# WHAT IS NEEDED
Copy the records below in full, requests included, and offset every coordinate in the answers by adding 9 to each x and y value.

# DATA SECTION
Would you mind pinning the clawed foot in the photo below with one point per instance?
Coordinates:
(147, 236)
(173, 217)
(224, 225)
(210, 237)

# SOLUTION TO THE PROBLEM
Would you mind pinning the clawed foot in the photo below with one point per instance?
Coordinates:
(156, 245)
(182, 226)
(233, 234)
(219, 246)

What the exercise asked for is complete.